===== SOURCE DOCUMENT

Was excited to come across the following article in The New Yorker: 'The Incalculable Value of Finding a Job You Love'.
(Yes, I am *still* looking for work. No, I haven't found that permanent job yet. And yes, I'm still optimistic.)
I like it where it says that the key to finding interesting work and getting paid for it is to become an expert at something - and the best way to do that is pick something you can actually stand:
'The psychologist K. Anders Ericsson and his co-authors have estimated that many thousands of hours of difficult practice are required for true expertise at any task. That’s why my first response when students seek advice on how to succeed is to ask whether any activity has ever absorbed them completely. Most answer affirmatively. I then suggest that they prepare themselves for a career that entails tasks as similar as possible to that activity, even if it doesn’t normally lead to high financial rewards. I tell them not to worry about the money.'
'My point is that becoming an expert is so challenging that you are unlikely to expend the necessary effort unless the task is one that you love for its own sake. [...]'
'The happiness literature has identified one of the most deeply satisfying human psychological states to be one called “flow.” It occurs when you are so immersed in an activity that you lose track of the passage of time. If you can land a job that enables you to experience substantial periods of flow, you will be among the most fortunate people on the planet.'
... Remember 'flow'? Remember all that stuff we learned from the Procrastination Bible, how we tried to manufacture a flow state to get some work done on our PhDs?... When I first went to see my lovely therapist, she ended our first session by asking me what I am doing when I am really concentrating, when I am working effortlessly. I found myself telling her excitedly about my more creative, unpaid, fun projects. She thus sent me away from that first conversation with my head filled with thoughts of activities which I am good at, and which make me really, really effortlessly concentrate. It was a very clever trick which meant I left ever so slightly cheered up (see, I am good at some things.... Just not PhDs... )

==========
===== DATA SHOWN

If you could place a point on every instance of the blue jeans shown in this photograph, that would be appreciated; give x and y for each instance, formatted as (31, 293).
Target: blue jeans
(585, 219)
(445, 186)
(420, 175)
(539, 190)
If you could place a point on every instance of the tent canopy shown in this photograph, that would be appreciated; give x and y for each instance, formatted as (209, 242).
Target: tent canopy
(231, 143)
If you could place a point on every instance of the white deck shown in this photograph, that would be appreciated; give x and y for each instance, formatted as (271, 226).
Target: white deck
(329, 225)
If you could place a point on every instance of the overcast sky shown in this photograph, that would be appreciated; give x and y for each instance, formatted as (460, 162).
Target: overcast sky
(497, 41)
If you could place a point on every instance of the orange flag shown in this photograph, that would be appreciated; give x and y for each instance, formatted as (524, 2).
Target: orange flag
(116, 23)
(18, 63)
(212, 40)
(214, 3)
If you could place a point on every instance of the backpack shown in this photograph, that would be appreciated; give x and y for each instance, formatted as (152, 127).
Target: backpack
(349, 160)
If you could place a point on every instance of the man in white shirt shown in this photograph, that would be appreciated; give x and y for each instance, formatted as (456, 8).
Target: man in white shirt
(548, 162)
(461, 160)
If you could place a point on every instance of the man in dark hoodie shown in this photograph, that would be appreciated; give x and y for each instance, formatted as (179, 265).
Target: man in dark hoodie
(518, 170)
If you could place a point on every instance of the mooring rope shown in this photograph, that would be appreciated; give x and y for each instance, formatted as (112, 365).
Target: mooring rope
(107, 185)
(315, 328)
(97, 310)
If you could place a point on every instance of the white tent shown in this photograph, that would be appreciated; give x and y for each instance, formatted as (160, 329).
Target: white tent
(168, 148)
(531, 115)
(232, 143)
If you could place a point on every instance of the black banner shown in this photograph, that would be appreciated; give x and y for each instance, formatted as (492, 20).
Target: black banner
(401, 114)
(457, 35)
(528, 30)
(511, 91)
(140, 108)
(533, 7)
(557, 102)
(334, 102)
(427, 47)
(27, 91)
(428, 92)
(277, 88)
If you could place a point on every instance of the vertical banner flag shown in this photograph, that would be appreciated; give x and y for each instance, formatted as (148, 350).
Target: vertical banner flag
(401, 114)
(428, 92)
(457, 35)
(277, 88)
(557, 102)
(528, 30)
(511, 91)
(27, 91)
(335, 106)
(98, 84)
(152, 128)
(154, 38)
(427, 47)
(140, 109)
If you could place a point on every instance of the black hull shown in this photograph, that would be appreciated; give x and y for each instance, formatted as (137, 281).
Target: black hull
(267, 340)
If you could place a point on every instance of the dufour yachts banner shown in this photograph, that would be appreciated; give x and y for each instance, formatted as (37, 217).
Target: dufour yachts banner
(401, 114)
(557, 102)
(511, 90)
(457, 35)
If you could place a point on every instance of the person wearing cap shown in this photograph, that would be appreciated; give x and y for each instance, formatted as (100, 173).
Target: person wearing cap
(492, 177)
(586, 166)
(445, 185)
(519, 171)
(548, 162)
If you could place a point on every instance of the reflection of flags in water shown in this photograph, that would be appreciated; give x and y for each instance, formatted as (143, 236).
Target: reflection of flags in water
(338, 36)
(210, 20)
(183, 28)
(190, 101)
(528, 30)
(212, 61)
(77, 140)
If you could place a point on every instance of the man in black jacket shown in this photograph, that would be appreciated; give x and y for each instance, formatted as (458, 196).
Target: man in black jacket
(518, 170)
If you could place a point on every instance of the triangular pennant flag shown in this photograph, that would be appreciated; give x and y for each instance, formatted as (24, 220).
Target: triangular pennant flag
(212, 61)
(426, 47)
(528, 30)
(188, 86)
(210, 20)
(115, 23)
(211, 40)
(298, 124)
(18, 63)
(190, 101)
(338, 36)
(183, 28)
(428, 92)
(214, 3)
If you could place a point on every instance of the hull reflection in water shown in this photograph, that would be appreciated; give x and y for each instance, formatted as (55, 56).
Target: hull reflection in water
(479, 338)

==========

■ DIRECTIONS:
a) In the blog post about finding a job you love, which magazine published the article the writer came across?
b) Go on with the blog post about finding a job you love, picking up right after its last sentence.

■ ANSWERS PROVIDED:
a) The New Yorker.

b)
*
I had once heard a friend tell me that, when she was setting off to go to university for the first time, she mentioned to a family member that she might try and sit in on some 'classes in economics' - 'because then I can get a good job'.
He asked her, 'Do you WANT a job for which you need to know economics?...'
And she replied 'No...'
And then he told her, 'Just do whatever it is that you want to do, and give it 100% - and you will succeed.'
*
... Alas, whilst one is figuring out what it is one wants to do and succeed at, and learning how to do it, one does still need to pay bills. I came across a picture of a cushion on Pinterest the other day, and the slogan on the cushion said
"I do many things well, none of which generate income"
Was a bit relieved to think, guess I'm not alone.